◆ Set exercise ◆
Swap "Locate" for "Find" everywhere it occurs in the data, then write out all the lines again with nothing else altered.

[Excerpts from point annotation data]
"""

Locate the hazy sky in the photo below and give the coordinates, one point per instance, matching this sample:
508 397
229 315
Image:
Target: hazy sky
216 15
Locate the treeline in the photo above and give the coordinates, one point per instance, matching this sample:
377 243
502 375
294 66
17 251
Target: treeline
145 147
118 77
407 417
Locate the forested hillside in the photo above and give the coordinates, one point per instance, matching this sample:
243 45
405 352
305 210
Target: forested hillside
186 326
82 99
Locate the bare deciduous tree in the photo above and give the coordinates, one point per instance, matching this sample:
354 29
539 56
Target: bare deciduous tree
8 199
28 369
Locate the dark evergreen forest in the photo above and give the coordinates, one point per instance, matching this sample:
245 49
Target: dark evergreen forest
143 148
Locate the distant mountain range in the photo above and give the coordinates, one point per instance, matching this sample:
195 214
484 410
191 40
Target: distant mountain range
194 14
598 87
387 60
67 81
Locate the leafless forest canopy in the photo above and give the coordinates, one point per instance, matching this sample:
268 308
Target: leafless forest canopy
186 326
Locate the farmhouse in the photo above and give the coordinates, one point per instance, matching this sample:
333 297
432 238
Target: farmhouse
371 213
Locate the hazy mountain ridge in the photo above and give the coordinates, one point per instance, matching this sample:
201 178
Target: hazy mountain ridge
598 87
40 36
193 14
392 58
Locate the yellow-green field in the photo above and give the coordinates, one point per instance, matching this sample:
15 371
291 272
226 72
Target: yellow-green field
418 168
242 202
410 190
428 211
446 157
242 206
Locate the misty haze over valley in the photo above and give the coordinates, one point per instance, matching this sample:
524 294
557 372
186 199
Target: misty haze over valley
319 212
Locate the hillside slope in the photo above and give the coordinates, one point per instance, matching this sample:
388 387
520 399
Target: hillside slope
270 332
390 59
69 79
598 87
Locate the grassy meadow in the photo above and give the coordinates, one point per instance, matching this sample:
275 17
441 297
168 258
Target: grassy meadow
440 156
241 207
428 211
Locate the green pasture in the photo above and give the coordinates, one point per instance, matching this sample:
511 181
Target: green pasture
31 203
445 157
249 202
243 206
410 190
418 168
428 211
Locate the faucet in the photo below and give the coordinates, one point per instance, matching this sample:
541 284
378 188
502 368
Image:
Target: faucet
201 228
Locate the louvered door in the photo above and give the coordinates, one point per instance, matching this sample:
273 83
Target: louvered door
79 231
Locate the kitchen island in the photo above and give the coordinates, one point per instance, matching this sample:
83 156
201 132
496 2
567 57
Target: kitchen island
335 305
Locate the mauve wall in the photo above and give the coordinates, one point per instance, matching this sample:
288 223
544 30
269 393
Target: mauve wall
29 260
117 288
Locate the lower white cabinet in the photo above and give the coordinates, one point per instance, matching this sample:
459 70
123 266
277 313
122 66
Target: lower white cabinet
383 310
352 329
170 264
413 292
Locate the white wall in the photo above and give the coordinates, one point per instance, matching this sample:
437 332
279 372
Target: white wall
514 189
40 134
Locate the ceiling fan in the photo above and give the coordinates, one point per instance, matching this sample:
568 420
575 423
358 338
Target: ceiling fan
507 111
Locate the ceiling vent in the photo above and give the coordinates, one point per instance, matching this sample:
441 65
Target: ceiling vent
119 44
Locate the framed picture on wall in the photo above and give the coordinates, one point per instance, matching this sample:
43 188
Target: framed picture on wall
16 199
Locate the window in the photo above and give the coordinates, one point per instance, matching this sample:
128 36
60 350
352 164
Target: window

"""

◆ Solution to this problem ◆
Find the hazy sky in the photo below and give the coordinates, one point per instance, matching this sample:
508 397
229 315
Image:
Target: hazy sky
216 15
Find the treeline in the photo above and give the coordinates, one point per instance, matching this sample:
377 243
502 375
294 66
17 251
Target: treeline
145 147
118 77
407 417
Find the forested hillside in the photo above and give the coordinates, one point per instance, matching this sample:
243 45
405 352
305 210
Target: forested hillside
186 326
82 99
Find the bare deciduous tree in the photo above and give the coordinates, one point per instance, matching this sample:
354 29
539 56
Target: bare deciduous tree
8 199
28 369
Find the dark evergreen forest in the photo above and give the coordinates, one point per instance, matching this sample:
245 49
Target: dark evergreen forest
143 148
Find the distant mountain range in the photo above and give the coordinates, one point per instance, matching this sample:
195 214
484 410
191 40
Target: distant mountain range
194 14
598 87
387 60
67 81
Find the leafless forest canopy in the photo above and give the coordinates, one point per instance, matching this sample:
268 308
Target: leafless forest canopy
186 326
Find the farmhouse in the photo above and give the coordinates, one point per instance, matching this sample:
333 297
432 238
Target: farmhouse
371 213
Find the hazy mountain ridge in the photo above and give the coordinates, one point per instance, matching this sample:
201 178
Target: hazy mountain ridge
598 87
40 36
193 14
392 58
Find the yellow-green field in the photo above and give the coordinates, one point per instance, matching this sample:
15 371
291 272
226 72
Target: yellow-green field
418 168
242 202
410 190
428 211
446 157
242 206
Find the misty haze over valley in the photo above and give the coordinates, one point per instance, matching this sample:
524 294
557 372
186 199
Target: misty haze over valley
319 212
Find the hillside slope in the photo above and give the coordinates, one point per instance, matching this sample:
388 387
520 399
Target: hillside slope
270 332
390 59
69 79
598 87
Find the grassy meadow in the photo above and give the coordinates, one point per instance, matching this sample:
275 17
441 297
168 258
Target: grassy meadow
440 156
241 207
428 211
Find the green pasture in the photo above and give the coordinates, one point per instance, matching this sample:
511 181
Target: green pasture
31 203
445 157
249 202
243 206
410 190
418 168
428 211
Find the faucet in the photo below and give the coordinates, one point per instance, matching this sample:
541 284
378 188
502 368
Image:
Target: faucet
201 228
Find the louvered door in the photo above and give the coordinates, one point per instance, matching this sample:
273 83
Target: louvered door
79 231
Find the kitchen island in the photo above and give the coordinates, one point per instance, matching this sample:
83 156
201 132
496 2
567 57
Target: kitchen island
335 305
Find the mauve wall in the photo above and give the coordinates, one point per instance, matching this sample:
288 223
544 30
269 393
Target: mauve wall
29 260
117 288
Find the lower white cabinet in the photo above and give the coordinates, one point per instance, matching this sample:
459 70
123 266
277 313
122 66
Target: lower white cabinet
383 310
352 329
170 264
413 292
Find the white wall in the photo above and give the coordinates, one point per instance, matching this sample:
437 332
279 372
Target: white wall
514 189
40 134
Find the ceiling fan in the photo above and give the coordinates, one point per instance, matching this sample:
568 420
575 423
358 338
Target: ceiling fan
507 111
Find the ceiling vent in the photo above and give the coordinates, one point per instance, matching this sample:
441 65
Target: ceiling vent
119 44
Find the framed picture on wall in the photo above and give the coordinates, one point per instance, matching this sample:
43 188
Target: framed picture on wall
16 199
Find the window in the photo above and give the coordinates, one point per instance, matching this sample:
128 36
60 350
352 164
Target: window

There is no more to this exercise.